- Exercise:
Which lines in the listing below contain the string "white"? Extract each of those lines in full.

- Dataset content:
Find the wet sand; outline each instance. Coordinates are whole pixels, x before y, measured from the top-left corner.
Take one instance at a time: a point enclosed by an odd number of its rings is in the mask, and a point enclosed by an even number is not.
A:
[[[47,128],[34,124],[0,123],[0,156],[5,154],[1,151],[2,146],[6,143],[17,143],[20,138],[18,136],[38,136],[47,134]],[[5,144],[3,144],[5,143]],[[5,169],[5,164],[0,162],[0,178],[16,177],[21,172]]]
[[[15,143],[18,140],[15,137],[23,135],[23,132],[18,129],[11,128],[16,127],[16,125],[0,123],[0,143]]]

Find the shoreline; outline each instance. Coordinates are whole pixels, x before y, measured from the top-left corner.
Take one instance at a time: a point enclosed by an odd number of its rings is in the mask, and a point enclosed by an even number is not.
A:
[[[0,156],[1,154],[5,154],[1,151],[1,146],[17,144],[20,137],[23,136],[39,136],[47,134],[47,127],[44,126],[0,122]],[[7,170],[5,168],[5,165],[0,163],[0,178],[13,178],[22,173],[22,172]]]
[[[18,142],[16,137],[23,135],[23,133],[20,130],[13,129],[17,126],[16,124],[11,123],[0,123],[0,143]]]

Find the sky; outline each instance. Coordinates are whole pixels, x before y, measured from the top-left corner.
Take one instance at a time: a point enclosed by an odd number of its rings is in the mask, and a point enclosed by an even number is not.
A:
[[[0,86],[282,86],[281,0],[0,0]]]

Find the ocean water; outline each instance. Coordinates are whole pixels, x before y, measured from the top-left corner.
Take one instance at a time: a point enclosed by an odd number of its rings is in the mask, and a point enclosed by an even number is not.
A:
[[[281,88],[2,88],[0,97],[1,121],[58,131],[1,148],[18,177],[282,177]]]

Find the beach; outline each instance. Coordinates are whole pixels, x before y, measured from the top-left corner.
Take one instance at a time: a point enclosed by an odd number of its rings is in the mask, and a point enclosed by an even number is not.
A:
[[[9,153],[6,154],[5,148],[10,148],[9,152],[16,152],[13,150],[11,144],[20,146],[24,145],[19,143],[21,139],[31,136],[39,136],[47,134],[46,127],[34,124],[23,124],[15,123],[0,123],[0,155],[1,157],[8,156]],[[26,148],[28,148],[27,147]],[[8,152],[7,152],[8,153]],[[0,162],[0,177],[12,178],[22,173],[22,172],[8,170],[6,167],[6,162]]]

--

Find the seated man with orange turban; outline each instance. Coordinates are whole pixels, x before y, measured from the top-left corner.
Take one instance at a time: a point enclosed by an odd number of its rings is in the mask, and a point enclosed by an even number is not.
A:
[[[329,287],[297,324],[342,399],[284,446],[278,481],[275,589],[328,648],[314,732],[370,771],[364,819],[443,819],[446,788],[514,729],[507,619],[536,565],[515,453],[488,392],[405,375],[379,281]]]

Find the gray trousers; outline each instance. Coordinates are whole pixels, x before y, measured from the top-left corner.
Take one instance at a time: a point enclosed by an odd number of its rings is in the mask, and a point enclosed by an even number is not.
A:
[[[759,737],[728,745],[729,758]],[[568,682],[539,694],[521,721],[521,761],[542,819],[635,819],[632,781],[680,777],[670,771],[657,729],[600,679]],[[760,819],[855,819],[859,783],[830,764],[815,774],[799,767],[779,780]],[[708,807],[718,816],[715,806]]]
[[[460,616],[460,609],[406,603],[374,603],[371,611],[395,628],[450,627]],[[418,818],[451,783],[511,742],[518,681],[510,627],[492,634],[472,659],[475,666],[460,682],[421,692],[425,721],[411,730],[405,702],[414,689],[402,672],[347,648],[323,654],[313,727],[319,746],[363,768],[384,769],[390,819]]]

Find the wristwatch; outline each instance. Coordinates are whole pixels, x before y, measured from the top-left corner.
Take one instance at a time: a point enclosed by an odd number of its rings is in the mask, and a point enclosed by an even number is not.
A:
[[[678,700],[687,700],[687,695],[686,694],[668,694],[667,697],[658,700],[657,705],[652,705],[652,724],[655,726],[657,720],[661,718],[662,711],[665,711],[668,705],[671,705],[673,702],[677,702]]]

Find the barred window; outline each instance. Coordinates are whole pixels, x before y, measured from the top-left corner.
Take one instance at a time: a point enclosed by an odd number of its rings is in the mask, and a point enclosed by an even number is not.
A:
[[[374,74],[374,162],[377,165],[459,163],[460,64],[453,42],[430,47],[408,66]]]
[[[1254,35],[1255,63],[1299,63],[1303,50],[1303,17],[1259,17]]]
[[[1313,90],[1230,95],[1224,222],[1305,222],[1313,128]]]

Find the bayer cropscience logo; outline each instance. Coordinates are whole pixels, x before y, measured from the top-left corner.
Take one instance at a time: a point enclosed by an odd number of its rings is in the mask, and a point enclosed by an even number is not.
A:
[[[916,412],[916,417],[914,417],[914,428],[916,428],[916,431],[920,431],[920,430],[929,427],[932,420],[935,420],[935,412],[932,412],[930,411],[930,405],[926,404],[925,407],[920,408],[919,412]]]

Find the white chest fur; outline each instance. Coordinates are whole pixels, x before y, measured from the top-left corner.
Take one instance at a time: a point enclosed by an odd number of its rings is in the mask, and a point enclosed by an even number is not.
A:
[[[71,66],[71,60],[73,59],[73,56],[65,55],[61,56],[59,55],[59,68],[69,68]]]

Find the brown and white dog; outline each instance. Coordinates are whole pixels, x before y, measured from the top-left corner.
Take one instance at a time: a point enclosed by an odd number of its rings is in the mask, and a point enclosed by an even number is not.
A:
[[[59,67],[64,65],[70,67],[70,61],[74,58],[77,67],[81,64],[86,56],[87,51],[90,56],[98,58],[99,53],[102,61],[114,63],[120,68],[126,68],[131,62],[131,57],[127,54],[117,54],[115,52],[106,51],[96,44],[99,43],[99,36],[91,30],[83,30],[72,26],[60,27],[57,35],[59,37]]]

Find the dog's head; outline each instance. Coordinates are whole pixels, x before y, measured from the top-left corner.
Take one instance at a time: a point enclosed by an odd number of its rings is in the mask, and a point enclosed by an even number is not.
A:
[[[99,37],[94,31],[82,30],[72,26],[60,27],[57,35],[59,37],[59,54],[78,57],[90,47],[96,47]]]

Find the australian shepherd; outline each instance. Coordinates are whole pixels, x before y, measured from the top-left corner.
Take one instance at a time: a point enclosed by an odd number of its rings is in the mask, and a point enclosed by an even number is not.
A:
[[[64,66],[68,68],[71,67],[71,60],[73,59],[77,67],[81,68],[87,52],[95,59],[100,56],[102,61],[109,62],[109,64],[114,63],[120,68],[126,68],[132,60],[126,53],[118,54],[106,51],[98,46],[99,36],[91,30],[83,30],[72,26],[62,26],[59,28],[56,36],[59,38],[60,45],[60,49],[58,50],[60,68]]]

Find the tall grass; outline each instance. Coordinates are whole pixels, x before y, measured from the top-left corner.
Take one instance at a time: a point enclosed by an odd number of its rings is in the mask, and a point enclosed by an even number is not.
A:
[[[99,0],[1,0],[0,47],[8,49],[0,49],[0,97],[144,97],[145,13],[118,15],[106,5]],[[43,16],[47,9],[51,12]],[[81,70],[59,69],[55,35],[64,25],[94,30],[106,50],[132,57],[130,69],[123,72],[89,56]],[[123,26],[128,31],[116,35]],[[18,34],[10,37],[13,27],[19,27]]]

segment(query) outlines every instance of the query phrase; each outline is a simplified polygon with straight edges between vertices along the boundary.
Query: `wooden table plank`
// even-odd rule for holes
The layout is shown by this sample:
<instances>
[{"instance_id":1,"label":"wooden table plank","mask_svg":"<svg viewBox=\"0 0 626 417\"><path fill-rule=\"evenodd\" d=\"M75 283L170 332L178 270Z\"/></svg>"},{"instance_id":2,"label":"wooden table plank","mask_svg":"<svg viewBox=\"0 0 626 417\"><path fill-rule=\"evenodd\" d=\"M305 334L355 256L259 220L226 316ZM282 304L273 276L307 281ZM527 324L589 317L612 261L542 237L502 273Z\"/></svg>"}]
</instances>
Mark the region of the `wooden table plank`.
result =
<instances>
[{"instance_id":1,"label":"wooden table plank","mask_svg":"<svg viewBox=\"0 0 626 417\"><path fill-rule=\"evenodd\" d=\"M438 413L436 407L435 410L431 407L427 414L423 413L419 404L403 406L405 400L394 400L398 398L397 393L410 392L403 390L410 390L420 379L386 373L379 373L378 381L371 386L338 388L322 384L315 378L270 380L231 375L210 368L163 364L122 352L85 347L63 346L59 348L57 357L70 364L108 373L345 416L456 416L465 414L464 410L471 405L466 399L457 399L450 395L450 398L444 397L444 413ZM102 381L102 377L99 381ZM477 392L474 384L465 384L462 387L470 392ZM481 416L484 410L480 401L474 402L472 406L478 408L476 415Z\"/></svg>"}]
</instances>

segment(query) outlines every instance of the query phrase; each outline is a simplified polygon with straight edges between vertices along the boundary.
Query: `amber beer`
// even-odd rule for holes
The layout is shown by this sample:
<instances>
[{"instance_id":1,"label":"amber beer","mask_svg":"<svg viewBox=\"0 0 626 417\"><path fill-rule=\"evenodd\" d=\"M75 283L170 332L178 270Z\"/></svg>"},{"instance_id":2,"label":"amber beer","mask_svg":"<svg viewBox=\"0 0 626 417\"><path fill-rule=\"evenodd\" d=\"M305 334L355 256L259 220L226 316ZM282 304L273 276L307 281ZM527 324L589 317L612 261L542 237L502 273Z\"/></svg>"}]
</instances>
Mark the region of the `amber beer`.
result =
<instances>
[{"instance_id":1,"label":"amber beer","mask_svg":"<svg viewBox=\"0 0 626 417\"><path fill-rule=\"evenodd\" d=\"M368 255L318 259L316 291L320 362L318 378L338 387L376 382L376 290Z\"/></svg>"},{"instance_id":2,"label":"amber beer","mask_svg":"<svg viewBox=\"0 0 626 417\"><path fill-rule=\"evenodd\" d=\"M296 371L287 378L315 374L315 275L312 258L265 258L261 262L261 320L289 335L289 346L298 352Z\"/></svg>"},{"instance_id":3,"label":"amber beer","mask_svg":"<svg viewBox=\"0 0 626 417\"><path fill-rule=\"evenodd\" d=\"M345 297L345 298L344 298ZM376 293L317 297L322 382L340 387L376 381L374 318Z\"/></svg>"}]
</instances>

--

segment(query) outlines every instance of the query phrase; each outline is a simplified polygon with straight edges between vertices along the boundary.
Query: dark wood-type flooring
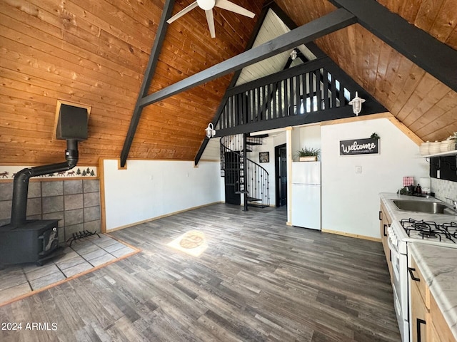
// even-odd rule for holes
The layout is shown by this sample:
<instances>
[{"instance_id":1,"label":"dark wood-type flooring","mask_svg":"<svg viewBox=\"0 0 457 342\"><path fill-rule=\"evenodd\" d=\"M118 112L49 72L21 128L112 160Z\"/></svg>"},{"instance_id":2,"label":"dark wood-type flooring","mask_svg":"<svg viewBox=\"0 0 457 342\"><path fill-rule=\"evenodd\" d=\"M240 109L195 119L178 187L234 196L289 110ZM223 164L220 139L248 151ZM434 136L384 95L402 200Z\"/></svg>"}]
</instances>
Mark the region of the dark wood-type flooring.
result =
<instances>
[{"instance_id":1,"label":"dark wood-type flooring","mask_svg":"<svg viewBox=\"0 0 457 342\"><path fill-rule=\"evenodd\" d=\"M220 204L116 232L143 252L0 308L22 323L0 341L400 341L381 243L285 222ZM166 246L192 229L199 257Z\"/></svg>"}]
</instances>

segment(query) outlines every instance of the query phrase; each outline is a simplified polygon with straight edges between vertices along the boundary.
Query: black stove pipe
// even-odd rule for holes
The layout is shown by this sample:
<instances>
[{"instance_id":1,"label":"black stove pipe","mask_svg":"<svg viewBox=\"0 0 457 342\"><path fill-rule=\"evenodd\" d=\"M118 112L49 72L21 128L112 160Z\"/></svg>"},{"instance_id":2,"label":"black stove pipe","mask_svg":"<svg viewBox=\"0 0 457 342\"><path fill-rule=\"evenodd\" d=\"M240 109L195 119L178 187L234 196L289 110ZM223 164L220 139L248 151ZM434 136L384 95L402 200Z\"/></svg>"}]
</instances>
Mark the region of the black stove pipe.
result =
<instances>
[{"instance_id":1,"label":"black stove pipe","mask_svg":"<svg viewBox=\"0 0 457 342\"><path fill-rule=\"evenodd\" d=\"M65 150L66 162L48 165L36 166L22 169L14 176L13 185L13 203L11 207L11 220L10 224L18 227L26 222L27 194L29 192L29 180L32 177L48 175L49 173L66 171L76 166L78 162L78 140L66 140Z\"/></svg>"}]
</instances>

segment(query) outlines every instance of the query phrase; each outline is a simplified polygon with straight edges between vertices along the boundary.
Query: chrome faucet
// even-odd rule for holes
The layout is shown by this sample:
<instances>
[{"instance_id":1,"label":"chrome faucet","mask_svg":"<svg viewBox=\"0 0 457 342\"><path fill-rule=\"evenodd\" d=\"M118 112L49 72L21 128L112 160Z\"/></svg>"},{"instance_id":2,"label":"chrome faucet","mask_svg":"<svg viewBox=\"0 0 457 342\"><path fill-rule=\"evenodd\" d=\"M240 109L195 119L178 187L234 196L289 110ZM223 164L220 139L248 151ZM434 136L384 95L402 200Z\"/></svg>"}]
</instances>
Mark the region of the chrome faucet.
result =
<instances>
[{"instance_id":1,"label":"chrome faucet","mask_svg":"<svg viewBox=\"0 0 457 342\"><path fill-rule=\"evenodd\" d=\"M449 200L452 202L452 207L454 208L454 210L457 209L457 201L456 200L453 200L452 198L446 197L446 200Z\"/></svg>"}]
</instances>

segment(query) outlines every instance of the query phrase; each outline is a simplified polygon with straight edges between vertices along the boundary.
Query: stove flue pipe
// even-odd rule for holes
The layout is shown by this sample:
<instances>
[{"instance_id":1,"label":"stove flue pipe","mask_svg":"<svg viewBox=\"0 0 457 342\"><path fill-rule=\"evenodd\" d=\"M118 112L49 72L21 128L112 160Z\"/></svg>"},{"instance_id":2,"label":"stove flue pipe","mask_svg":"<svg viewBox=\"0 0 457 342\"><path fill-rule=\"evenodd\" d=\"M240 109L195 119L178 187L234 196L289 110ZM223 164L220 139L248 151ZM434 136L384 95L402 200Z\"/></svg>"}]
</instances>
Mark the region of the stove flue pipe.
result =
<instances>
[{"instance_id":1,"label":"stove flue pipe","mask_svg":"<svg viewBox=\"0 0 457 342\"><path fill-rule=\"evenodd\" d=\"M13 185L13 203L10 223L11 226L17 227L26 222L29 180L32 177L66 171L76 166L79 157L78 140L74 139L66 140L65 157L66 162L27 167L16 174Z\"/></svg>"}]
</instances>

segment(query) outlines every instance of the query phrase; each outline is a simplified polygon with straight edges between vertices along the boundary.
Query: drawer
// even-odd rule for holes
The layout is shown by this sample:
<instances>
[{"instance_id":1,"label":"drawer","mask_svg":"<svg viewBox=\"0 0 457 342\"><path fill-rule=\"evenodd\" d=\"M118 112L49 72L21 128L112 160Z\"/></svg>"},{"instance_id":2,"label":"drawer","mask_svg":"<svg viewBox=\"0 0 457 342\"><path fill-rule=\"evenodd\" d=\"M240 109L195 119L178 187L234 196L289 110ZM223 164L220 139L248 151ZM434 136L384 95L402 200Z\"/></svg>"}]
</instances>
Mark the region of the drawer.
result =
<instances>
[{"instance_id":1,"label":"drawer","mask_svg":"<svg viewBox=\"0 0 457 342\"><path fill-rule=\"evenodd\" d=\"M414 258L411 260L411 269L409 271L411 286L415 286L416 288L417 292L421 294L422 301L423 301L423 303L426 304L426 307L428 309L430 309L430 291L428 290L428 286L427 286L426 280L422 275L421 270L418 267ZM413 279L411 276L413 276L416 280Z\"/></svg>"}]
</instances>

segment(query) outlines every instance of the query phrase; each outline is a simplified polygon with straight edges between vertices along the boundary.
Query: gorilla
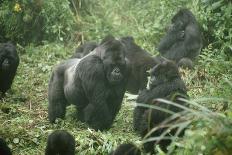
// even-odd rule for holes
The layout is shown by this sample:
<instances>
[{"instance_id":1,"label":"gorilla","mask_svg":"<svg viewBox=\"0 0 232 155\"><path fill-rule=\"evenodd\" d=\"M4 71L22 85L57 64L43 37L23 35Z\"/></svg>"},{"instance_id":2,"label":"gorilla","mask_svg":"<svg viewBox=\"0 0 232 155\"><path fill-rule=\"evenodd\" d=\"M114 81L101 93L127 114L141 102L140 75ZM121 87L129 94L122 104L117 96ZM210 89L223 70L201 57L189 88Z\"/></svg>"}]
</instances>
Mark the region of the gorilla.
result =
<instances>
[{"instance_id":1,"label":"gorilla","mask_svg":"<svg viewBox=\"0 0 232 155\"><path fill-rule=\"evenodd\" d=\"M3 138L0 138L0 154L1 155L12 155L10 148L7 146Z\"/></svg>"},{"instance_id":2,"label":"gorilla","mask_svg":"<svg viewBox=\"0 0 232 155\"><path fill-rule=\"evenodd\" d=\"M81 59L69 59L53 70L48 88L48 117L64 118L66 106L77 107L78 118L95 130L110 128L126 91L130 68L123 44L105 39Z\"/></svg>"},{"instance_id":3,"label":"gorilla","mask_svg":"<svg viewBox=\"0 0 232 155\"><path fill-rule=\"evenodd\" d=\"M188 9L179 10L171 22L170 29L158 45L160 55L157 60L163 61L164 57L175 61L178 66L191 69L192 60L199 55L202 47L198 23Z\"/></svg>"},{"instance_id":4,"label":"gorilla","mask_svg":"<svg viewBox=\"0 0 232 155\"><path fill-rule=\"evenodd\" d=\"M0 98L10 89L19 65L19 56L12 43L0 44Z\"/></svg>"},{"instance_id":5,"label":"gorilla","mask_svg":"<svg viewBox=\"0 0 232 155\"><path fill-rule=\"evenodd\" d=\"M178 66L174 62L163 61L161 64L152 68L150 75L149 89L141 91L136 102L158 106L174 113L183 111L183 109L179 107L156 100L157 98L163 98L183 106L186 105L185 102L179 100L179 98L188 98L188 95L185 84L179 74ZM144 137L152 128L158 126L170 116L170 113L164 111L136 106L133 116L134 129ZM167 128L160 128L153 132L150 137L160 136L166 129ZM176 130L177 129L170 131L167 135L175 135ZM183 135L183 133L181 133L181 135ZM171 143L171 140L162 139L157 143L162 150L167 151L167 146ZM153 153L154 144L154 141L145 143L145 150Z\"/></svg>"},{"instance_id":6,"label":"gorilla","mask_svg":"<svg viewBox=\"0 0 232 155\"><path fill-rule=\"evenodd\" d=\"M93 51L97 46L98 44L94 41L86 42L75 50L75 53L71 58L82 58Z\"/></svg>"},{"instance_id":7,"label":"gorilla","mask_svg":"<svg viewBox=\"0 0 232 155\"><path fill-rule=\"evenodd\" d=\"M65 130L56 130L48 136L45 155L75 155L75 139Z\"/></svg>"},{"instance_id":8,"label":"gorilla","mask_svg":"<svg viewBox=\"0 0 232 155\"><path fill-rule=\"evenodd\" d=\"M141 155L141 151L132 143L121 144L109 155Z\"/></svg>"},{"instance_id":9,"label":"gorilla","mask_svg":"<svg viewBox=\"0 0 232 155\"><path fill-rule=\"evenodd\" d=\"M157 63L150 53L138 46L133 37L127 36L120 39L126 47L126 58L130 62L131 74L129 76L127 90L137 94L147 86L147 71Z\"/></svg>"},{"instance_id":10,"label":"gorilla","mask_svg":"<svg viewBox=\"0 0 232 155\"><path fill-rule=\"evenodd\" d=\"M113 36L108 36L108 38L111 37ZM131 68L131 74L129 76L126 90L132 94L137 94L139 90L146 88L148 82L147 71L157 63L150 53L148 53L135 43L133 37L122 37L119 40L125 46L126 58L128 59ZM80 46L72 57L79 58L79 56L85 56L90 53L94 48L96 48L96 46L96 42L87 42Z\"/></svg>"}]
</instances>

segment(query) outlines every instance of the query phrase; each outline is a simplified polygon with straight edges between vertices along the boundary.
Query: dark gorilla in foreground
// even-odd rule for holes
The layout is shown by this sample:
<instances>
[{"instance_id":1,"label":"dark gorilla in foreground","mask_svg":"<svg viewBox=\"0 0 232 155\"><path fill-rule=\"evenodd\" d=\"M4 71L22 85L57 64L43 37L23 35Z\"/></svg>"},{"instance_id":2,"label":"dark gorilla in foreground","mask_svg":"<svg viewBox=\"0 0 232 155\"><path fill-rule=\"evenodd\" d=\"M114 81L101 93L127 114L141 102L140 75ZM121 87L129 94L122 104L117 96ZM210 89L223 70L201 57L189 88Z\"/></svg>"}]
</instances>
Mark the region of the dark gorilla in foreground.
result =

- Response to this exercise:
Find the white chest fur; outline each instance. Coordinates are whole pixels, x before y, measured from the top-left corner.
Find the brown and white dog; outline each instance. Coordinates are whole pixels, x before y, measured from the top-left corner.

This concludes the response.